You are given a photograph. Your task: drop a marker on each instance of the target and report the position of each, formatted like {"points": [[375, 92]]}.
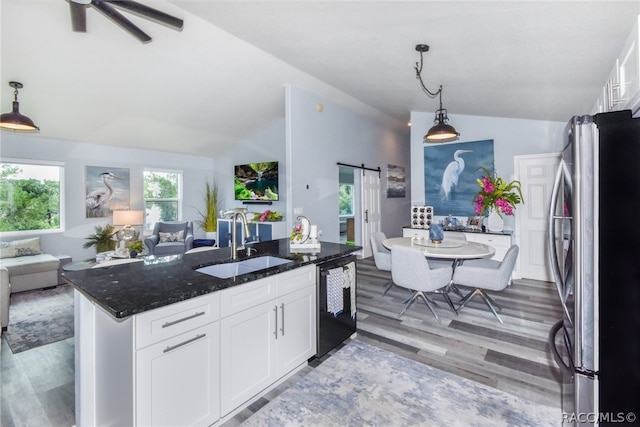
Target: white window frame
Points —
{"points": [[180, 174], [61, 175]]}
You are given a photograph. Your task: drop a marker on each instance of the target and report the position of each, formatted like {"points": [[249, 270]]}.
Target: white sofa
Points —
{"points": [[24, 267]]}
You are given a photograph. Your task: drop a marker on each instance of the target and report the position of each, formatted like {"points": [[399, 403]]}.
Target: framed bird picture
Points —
{"points": [[450, 174], [106, 190]]}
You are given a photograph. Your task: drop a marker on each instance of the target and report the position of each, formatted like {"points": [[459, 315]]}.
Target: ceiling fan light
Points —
{"points": [[14, 120]]}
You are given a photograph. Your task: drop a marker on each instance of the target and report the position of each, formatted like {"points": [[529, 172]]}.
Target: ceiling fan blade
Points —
{"points": [[148, 13], [116, 17], [78, 16]]}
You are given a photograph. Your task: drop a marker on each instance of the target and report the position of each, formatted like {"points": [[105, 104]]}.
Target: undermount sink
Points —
{"points": [[238, 268]]}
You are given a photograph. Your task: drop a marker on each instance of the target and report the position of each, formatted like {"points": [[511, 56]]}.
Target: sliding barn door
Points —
{"points": [[371, 217]]}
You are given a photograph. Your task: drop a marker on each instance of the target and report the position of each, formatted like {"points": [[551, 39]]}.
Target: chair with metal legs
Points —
{"points": [[410, 269], [484, 275]]}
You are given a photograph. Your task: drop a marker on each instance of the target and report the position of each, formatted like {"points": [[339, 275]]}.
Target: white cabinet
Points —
{"points": [[177, 380], [262, 343], [195, 361], [160, 367], [177, 372], [622, 88]]}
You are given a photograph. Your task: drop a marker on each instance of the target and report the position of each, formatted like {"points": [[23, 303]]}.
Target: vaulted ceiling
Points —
{"points": [[221, 79]]}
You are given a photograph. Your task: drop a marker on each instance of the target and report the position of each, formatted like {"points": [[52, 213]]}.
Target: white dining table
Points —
{"points": [[453, 249]]}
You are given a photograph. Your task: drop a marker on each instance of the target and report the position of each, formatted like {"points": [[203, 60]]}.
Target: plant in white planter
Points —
{"points": [[209, 216]]}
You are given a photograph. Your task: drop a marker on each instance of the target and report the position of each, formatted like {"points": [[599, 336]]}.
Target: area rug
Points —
{"points": [[39, 317], [362, 385]]}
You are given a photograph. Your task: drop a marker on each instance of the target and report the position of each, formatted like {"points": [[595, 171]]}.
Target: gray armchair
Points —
{"points": [[170, 238]]}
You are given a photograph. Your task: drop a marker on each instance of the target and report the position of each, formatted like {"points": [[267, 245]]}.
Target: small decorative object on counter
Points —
{"points": [[436, 233], [268, 215], [301, 235]]}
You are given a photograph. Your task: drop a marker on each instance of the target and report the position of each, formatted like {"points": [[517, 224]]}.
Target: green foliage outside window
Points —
{"points": [[28, 203], [162, 197]]}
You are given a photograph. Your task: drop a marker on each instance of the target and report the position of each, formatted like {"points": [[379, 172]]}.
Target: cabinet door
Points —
{"points": [[177, 380], [248, 354], [264, 231], [296, 329], [224, 233]]}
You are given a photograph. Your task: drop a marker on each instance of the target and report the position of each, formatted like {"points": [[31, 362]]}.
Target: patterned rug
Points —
{"points": [[39, 317], [364, 385]]}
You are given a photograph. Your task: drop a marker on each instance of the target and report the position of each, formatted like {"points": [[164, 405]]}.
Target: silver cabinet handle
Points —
{"points": [[275, 329], [173, 347], [200, 313]]}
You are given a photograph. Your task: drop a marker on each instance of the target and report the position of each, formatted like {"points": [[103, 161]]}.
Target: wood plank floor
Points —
{"points": [[37, 386]]}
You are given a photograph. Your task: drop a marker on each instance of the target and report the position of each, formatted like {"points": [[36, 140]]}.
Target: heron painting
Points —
{"points": [[450, 173], [106, 190]]}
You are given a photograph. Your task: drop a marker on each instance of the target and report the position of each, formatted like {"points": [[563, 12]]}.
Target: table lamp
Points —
{"points": [[127, 219]]}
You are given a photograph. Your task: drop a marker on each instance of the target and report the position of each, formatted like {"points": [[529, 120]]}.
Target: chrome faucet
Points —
{"points": [[238, 212]]}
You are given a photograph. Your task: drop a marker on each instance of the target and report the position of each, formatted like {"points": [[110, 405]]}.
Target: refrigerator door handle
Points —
{"points": [[553, 250], [567, 370]]}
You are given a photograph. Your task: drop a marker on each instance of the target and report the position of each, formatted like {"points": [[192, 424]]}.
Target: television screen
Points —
{"points": [[257, 181]]}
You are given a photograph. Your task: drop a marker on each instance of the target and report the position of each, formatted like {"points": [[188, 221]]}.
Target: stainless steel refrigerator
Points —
{"points": [[595, 257]]}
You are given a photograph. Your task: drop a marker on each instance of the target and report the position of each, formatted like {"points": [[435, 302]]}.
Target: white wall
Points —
{"points": [[318, 140], [511, 137], [75, 156]]}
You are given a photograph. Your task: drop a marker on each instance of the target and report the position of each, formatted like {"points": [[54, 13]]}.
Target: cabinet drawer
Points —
{"points": [[160, 324], [296, 279], [238, 298]]}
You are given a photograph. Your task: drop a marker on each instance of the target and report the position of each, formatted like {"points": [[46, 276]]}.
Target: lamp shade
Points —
{"points": [[441, 131], [128, 217], [14, 120]]}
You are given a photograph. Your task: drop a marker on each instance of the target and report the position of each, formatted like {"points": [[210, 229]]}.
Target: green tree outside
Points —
{"points": [[27, 204]]}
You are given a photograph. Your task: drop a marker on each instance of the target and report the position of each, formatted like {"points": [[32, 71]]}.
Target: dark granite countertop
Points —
{"points": [[127, 289]]}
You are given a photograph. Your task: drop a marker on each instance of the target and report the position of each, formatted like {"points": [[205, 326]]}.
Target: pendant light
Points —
{"points": [[441, 131], [14, 120]]}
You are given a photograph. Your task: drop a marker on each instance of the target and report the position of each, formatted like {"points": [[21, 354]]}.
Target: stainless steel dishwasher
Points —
{"points": [[336, 310]]}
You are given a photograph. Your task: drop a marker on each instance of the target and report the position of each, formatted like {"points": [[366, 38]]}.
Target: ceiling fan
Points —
{"points": [[106, 7]]}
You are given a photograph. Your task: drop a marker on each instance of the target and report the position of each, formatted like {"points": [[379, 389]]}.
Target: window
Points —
{"points": [[30, 196], [162, 197]]}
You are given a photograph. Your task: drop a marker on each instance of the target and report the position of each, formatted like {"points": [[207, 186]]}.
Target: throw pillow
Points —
{"points": [[178, 236], [16, 248]]}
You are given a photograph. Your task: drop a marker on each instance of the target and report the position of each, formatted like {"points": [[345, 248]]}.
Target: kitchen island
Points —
{"points": [[159, 343]]}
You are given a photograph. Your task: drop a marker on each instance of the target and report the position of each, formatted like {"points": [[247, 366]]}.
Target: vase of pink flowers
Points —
{"points": [[496, 198]]}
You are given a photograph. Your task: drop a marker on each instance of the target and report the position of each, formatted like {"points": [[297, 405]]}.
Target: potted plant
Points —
{"points": [[209, 216], [102, 239]]}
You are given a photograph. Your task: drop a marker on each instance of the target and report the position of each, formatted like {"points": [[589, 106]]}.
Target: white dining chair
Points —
{"points": [[448, 236], [410, 269], [486, 274]]}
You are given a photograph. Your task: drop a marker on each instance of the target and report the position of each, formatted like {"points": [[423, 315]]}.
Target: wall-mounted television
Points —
{"points": [[256, 181]]}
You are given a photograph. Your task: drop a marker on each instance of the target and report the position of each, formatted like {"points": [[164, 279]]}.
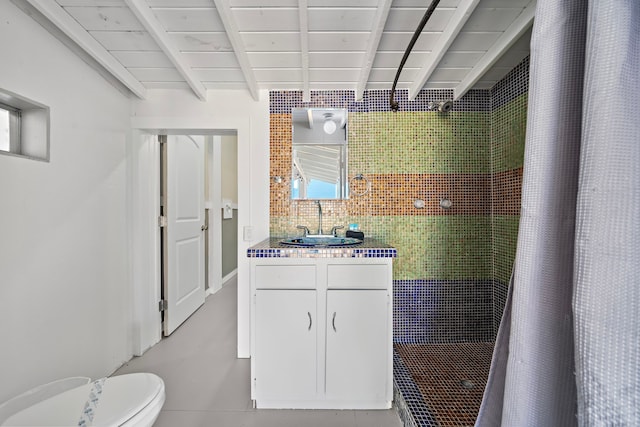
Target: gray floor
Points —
{"points": [[207, 385]]}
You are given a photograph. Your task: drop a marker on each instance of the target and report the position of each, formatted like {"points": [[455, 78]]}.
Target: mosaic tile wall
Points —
{"points": [[446, 258], [508, 125]]}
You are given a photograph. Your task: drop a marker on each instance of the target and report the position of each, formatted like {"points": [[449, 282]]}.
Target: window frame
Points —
{"points": [[28, 127]]}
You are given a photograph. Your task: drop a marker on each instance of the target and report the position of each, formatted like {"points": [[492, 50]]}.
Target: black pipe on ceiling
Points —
{"points": [[416, 34]]}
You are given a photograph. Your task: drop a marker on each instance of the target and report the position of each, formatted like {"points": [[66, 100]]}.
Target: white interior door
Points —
{"points": [[184, 289]]}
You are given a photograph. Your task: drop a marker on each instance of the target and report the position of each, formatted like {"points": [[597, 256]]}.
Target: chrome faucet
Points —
{"points": [[319, 217]]}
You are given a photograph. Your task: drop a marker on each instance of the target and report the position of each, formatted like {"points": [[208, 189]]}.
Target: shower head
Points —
{"points": [[441, 106], [445, 106]]}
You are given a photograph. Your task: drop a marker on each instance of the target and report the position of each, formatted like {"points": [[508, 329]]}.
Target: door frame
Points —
{"points": [[143, 197]]}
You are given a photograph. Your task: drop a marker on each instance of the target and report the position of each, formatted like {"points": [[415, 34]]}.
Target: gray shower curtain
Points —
{"points": [[568, 348]]}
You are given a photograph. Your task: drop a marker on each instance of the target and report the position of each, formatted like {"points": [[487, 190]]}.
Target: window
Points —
{"points": [[24, 127], [9, 129]]}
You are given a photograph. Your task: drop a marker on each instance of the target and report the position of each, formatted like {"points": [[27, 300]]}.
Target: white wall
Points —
{"points": [[64, 288], [224, 110], [229, 172]]}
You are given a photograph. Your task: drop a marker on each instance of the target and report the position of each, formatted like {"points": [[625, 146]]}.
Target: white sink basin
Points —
{"points": [[320, 241]]}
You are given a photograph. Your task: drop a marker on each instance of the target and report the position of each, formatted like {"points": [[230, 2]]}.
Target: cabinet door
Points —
{"points": [[358, 345], [286, 345]]}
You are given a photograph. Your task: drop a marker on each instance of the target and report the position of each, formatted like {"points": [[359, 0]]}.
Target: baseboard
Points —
{"points": [[229, 276]]}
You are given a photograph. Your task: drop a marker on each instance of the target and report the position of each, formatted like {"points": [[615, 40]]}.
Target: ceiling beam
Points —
{"points": [[459, 18], [374, 40], [145, 15], [72, 29], [506, 40], [303, 13], [231, 28]]}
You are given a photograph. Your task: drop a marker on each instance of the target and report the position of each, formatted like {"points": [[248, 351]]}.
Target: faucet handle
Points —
{"points": [[305, 229], [334, 228]]}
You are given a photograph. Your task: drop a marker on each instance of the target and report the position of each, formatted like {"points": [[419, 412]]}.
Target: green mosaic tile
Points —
{"points": [[434, 247], [509, 125], [419, 142], [505, 239]]}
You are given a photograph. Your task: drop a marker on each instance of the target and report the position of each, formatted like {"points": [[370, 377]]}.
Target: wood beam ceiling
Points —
{"points": [[72, 29], [146, 17]]}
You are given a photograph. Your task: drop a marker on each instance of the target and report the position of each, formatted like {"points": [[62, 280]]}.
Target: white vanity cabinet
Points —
{"points": [[321, 335]]}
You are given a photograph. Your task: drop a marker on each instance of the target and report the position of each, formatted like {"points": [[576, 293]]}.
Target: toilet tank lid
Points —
{"points": [[122, 397]]}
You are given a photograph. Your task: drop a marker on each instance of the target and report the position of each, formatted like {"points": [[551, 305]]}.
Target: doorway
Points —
{"points": [[198, 185]]}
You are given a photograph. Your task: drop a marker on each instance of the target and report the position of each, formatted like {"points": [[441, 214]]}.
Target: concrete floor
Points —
{"points": [[206, 385]]}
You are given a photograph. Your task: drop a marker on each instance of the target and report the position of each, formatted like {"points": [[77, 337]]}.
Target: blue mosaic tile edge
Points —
{"points": [[272, 248], [281, 102]]}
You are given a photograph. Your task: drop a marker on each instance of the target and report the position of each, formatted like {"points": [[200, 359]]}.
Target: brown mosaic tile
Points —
{"points": [[450, 377]]}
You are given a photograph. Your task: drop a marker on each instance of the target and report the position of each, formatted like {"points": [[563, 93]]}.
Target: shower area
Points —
{"points": [[444, 190]]}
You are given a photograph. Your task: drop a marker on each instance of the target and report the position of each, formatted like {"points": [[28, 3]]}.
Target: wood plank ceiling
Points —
{"points": [[296, 44]]}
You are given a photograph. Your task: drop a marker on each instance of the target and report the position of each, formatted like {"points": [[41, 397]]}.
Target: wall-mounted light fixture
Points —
{"points": [[329, 125]]}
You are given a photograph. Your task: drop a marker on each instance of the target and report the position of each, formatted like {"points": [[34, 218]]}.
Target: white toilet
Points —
{"points": [[131, 400]]}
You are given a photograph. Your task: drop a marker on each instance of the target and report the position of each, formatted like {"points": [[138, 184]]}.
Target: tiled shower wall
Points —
{"points": [[508, 127], [444, 274]]}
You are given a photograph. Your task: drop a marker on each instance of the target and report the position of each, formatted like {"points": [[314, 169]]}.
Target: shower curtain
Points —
{"points": [[568, 348]]}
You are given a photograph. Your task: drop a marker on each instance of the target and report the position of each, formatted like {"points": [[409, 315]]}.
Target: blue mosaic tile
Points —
{"points": [[281, 102], [272, 248], [442, 311]]}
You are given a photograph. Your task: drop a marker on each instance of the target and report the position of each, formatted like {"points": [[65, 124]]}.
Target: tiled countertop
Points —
{"points": [[369, 248]]}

▶ **EXERCISE DIRECTIONS**: Count the lines in the records above that contain the word "toilet". Reply with the number only.

▶ **ANSWER FOR THE TASK**: 2